_THE TASK:_
Print, with no pictures, the exact lines that run from the one containing "Target: pale skin" through the last line of the material below, both ends included.

_EXERCISE INPUTS:_

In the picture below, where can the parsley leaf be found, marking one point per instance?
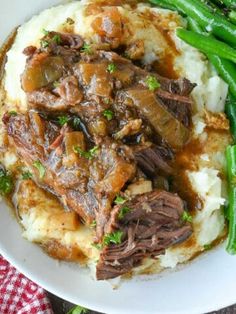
(123, 211)
(12, 113)
(70, 21)
(56, 84)
(207, 247)
(186, 217)
(44, 43)
(119, 200)
(152, 83)
(6, 182)
(78, 310)
(89, 154)
(106, 101)
(57, 39)
(76, 122)
(45, 32)
(98, 246)
(41, 169)
(93, 224)
(26, 175)
(115, 237)
(63, 120)
(108, 114)
(111, 67)
(86, 48)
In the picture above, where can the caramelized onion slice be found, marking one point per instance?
(41, 71)
(170, 129)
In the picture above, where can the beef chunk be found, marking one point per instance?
(84, 182)
(154, 160)
(152, 224)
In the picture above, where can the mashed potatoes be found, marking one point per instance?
(206, 175)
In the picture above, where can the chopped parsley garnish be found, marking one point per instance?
(70, 21)
(41, 169)
(123, 211)
(111, 67)
(12, 113)
(119, 200)
(186, 217)
(76, 122)
(93, 224)
(57, 39)
(45, 32)
(56, 84)
(108, 114)
(44, 43)
(98, 246)
(78, 310)
(89, 154)
(207, 247)
(6, 182)
(86, 48)
(115, 238)
(62, 120)
(152, 83)
(26, 175)
(106, 101)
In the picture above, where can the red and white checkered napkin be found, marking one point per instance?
(19, 295)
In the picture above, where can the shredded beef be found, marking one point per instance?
(153, 224)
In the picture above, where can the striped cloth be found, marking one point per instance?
(19, 295)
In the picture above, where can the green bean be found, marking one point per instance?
(225, 3)
(199, 11)
(231, 171)
(225, 68)
(207, 44)
(230, 110)
(229, 3)
(232, 16)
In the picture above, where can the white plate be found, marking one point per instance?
(207, 284)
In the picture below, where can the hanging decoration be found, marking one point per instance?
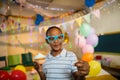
(39, 19)
(66, 38)
(89, 3)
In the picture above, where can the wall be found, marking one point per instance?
(107, 23)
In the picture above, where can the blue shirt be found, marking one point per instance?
(60, 67)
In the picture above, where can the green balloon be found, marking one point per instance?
(84, 29)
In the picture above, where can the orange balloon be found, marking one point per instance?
(87, 57)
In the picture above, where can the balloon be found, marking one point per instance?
(39, 19)
(95, 68)
(92, 39)
(84, 29)
(18, 75)
(92, 30)
(4, 75)
(66, 38)
(87, 57)
(20, 67)
(89, 3)
(80, 41)
(88, 49)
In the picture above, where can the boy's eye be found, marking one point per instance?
(60, 37)
(51, 38)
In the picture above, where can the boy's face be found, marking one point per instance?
(56, 39)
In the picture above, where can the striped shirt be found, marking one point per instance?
(60, 67)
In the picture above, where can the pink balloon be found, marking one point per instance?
(88, 49)
(92, 39)
(92, 30)
(4, 75)
(80, 41)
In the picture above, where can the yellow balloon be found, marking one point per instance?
(95, 68)
(66, 38)
(20, 67)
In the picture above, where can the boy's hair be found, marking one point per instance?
(52, 28)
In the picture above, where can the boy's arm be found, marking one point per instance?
(39, 69)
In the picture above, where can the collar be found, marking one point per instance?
(62, 54)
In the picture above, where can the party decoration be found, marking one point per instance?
(95, 68)
(79, 21)
(20, 67)
(80, 41)
(88, 49)
(87, 17)
(4, 75)
(39, 19)
(92, 39)
(89, 3)
(66, 38)
(84, 29)
(87, 57)
(18, 75)
(92, 31)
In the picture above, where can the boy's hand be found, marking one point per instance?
(38, 67)
(83, 67)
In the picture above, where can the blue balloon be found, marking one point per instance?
(89, 3)
(39, 19)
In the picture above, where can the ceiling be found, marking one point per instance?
(49, 8)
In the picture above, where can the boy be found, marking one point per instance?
(60, 64)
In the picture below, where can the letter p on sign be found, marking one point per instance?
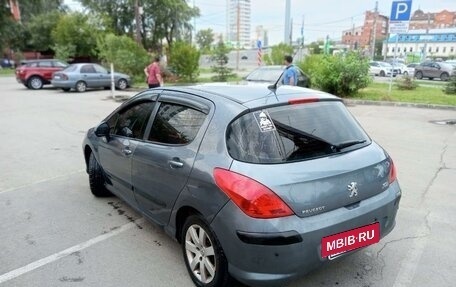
(400, 11)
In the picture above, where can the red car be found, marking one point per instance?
(36, 73)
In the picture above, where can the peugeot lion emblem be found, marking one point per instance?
(353, 189)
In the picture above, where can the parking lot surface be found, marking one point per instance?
(53, 232)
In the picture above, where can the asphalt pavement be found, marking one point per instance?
(53, 232)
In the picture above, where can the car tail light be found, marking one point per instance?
(252, 197)
(302, 101)
(393, 174)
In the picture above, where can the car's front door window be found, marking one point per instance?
(133, 121)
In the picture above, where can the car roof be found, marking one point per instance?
(254, 95)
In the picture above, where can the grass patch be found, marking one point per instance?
(422, 95)
(7, 72)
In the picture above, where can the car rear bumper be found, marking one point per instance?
(63, 84)
(274, 251)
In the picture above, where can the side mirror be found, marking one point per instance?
(102, 130)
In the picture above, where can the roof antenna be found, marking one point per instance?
(273, 87)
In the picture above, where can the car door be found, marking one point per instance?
(115, 152)
(89, 75)
(103, 77)
(162, 163)
(46, 69)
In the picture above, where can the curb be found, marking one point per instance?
(350, 102)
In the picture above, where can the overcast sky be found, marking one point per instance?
(321, 17)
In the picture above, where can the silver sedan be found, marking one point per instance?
(88, 75)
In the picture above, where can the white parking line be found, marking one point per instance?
(54, 257)
(41, 181)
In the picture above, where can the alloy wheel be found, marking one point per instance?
(200, 254)
(122, 84)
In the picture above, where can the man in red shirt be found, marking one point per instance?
(153, 74)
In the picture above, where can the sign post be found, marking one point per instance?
(399, 24)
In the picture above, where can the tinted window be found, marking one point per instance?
(133, 121)
(294, 132)
(70, 68)
(45, 64)
(60, 64)
(87, 69)
(100, 69)
(176, 124)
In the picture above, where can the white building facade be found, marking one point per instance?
(436, 43)
(238, 17)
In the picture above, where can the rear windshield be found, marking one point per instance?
(70, 68)
(294, 133)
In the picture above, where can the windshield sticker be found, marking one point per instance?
(264, 121)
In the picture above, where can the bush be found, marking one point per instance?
(124, 53)
(406, 83)
(341, 74)
(184, 61)
(450, 87)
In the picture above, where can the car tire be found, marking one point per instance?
(122, 84)
(205, 261)
(81, 86)
(97, 178)
(35, 83)
(444, 77)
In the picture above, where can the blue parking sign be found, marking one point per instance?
(400, 11)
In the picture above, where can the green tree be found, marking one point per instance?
(184, 59)
(205, 38)
(76, 29)
(118, 15)
(124, 53)
(314, 47)
(162, 19)
(64, 52)
(342, 74)
(220, 57)
(278, 52)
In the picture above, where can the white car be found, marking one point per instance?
(410, 69)
(382, 69)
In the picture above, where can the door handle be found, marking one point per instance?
(127, 151)
(176, 163)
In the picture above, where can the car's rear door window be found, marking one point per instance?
(176, 124)
(294, 132)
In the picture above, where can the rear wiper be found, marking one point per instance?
(345, 144)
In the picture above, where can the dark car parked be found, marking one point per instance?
(259, 184)
(35, 73)
(431, 70)
(270, 74)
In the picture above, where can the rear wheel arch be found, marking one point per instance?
(182, 214)
(87, 152)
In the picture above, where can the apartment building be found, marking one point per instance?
(238, 19)
(427, 20)
(361, 37)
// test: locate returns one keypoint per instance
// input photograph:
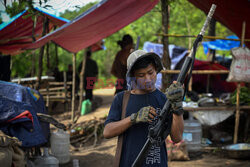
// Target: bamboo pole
(73, 87)
(40, 63)
(81, 86)
(19, 38)
(237, 116)
(205, 37)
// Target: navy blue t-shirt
(135, 137)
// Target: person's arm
(113, 129)
(175, 94)
(177, 128)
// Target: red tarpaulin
(230, 13)
(17, 33)
(100, 21)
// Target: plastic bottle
(192, 135)
(46, 160)
(86, 107)
(60, 145)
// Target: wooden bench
(56, 92)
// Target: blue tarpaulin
(18, 108)
(221, 44)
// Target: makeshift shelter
(18, 32)
(230, 13)
(100, 21)
(221, 44)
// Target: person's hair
(126, 40)
(88, 53)
(142, 63)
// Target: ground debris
(87, 133)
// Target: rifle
(158, 133)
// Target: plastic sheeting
(100, 21)
(210, 118)
(16, 34)
(230, 13)
(18, 108)
(220, 44)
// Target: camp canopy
(16, 34)
(100, 21)
(230, 13)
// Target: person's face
(146, 78)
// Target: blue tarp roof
(221, 44)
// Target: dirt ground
(103, 153)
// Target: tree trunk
(165, 58)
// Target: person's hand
(175, 94)
(145, 114)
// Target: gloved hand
(145, 114)
(175, 94)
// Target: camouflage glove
(141, 116)
(175, 94)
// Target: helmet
(136, 56)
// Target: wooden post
(40, 63)
(56, 51)
(47, 54)
(190, 84)
(237, 116)
(243, 33)
(81, 86)
(65, 89)
(165, 57)
(73, 87)
(48, 94)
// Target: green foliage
(185, 19)
(15, 8)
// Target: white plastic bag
(240, 67)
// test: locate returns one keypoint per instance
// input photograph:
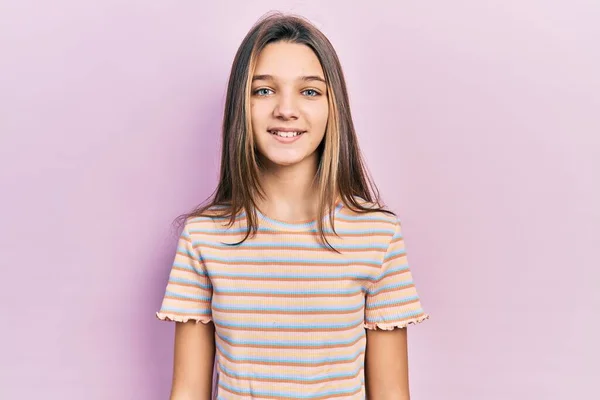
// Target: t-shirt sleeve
(188, 293)
(392, 300)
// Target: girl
(293, 278)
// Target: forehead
(288, 61)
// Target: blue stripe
(286, 395)
(393, 286)
(191, 311)
(395, 317)
(267, 229)
(392, 302)
(285, 245)
(258, 309)
(214, 275)
(293, 378)
(189, 268)
(364, 218)
(393, 271)
(294, 343)
(307, 292)
(186, 251)
(277, 260)
(289, 360)
(187, 296)
(274, 325)
(175, 279)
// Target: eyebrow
(307, 78)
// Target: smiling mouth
(286, 134)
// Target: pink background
(479, 120)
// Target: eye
(262, 91)
(311, 92)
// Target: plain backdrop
(479, 120)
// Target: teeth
(286, 134)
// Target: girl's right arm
(193, 361)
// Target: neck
(290, 191)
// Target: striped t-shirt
(289, 314)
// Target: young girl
(293, 279)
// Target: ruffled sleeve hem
(388, 326)
(181, 318)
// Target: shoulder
(212, 220)
(368, 211)
(369, 217)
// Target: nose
(286, 107)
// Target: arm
(386, 367)
(194, 361)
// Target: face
(289, 107)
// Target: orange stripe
(280, 329)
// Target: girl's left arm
(386, 365)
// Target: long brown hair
(341, 173)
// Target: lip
(286, 140)
(282, 129)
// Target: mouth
(285, 134)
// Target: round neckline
(296, 225)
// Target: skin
(283, 96)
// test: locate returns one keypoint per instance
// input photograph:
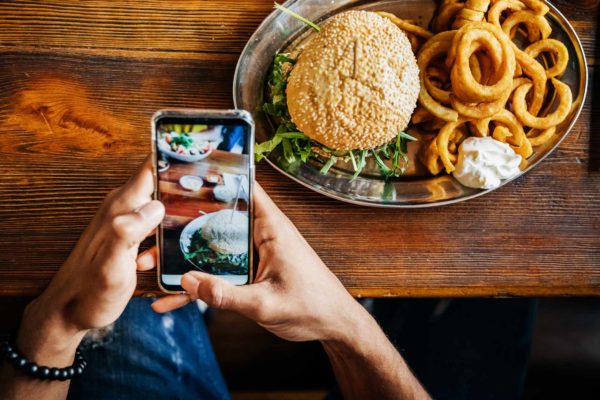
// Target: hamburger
(347, 93)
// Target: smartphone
(204, 173)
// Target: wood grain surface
(79, 82)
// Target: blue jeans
(151, 356)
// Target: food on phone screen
(221, 243)
(190, 182)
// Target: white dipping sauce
(484, 161)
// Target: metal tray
(415, 189)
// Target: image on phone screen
(203, 169)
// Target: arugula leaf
(288, 152)
(332, 160)
(264, 148)
(297, 16)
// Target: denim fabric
(151, 356)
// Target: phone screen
(204, 176)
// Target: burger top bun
(355, 85)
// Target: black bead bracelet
(31, 369)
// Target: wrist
(45, 338)
(351, 328)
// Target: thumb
(131, 229)
(218, 293)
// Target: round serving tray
(415, 189)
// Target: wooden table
(79, 82)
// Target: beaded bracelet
(31, 369)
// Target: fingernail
(153, 211)
(189, 282)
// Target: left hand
(96, 282)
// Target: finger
(141, 182)
(170, 303)
(131, 229)
(269, 219)
(218, 293)
(147, 260)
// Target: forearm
(367, 366)
(44, 340)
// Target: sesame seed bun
(356, 84)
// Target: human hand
(294, 295)
(97, 280)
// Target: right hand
(294, 295)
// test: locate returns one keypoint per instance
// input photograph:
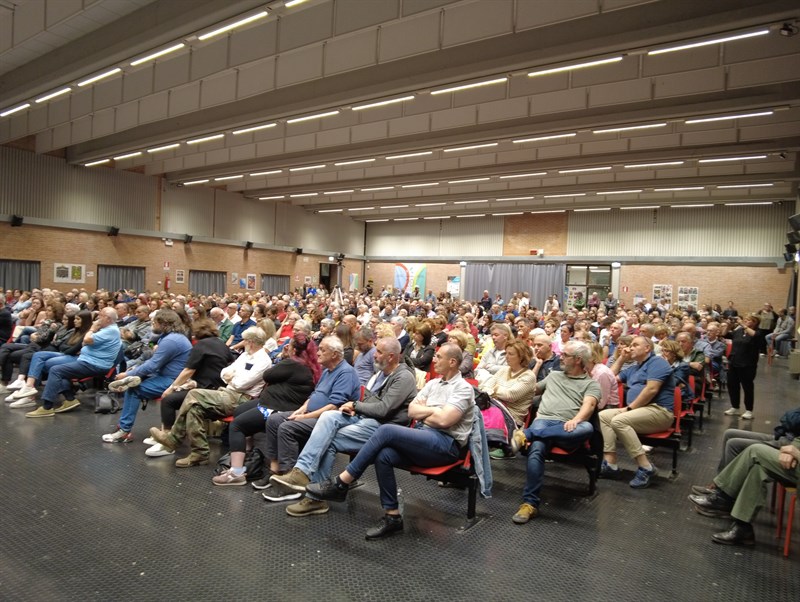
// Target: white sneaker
(157, 451)
(25, 402)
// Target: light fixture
(382, 103)
(205, 139)
(596, 63)
(47, 97)
(254, 128)
(355, 162)
(127, 156)
(315, 116)
(100, 76)
(630, 128)
(235, 24)
(307, 167)
(660, 164)
(728, 117)
(157, 54)
(471, 147)
(16, 109)
(159, 149)
(540, 138)
(488, 82)
(408, 155)
(740, 36)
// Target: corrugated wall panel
(49, 188)
(720, 231)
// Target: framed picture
(72, 273)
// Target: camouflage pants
(201, 405)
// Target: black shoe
(713, 505)
(328, 490)
(390, 523)
(740, 534)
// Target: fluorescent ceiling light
(356, 162)
(127, 156)
(467, 181)
(727, 117)
(96, 78)
(488, 82)
(679, 188)
(742, 36)
(315, 116)
(723, 159)
(382, 103)
(746, 186)
(661, 164)
(158, 149)
(540, 138)
(614, 59)
(584, 169)
(629, 128)
(205, 139)
(255, 128)
(524, 175)
(47, 97)
(407, 155)
(21, 107)
(157, 54)
(235, 24)
(471, 147)
(304, 168)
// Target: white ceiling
(326, 56)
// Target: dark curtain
(115, 277)
(540, 280)
(23, 275)
(207, 283)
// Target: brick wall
(50, 245)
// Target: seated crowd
(391, 379)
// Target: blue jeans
(151, 388)
(393, 445)
(544, 434)
(334, 432)
(43, 362)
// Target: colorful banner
(409, 275)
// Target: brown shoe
(192, 459)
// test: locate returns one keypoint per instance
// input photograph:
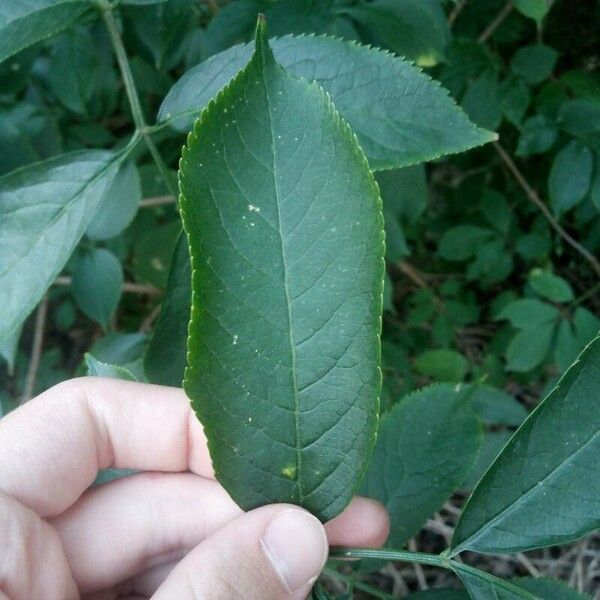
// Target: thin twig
(156, 201)
(128, 286)
(533, 196)
(491, 28)
(36, 349)
(420, 575)
(456, 11)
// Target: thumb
(271, 553)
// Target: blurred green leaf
(570, 177)
(23, 23)
(550, 286)
(553, 457)
(425, 447)
(528, 313)
(580, 117)
(96, 285)
(166, 357)
(534, 63)
(415, 29)
(495, 407)
(483, 586)
(442, 364)
(119, 206)
(73, 69)
(8, 348)
(538, 135)
(47, 207)
(534, 9)
(549, 589)
(529, 347)
(482, 100)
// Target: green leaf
(461, 242)
(573, 337)
(534, 9)
(543, 488)
(416, 29)
(549, 589)
(280, 208)
(538, 135)
(550, 286)
(73, 69)
(119, 206)
(570, 177)
(495, 407)
(440, 594)
(529, 347)
(580, 117)
(595, 187)
(442, 364)
(514, 98)
(425, 447)
(404, 196)
(8, 348)
(534, 63)
(404, 191)
(483, 586)
(528, 313)
(97, 368)
(493, 442)
(120, 348)
(166, 358)
(381, 96)
(25, 22)
(46, 208)
(96, 285)
(153, 251)
(482, 100)
(160, 29)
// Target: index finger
(53, 447)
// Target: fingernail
(295, 544)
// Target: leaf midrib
(297, 441)
(481, 531)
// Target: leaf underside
(284, 223)
(400, 116)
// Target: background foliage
(492, 255)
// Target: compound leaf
(97, 283)
(543, 488)
(400, 116)
(46, 207)
(284, 223)
(426, 446)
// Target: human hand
(172, 533)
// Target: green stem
(391, 554)
(132, 95)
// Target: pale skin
(170, 532)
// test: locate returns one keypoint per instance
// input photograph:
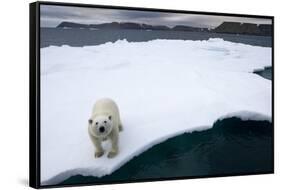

_FINISHED EXERCISE:_
// Target: pale skin
(170, 532)
// test: locate returns one keypoint per instance
// input photograph:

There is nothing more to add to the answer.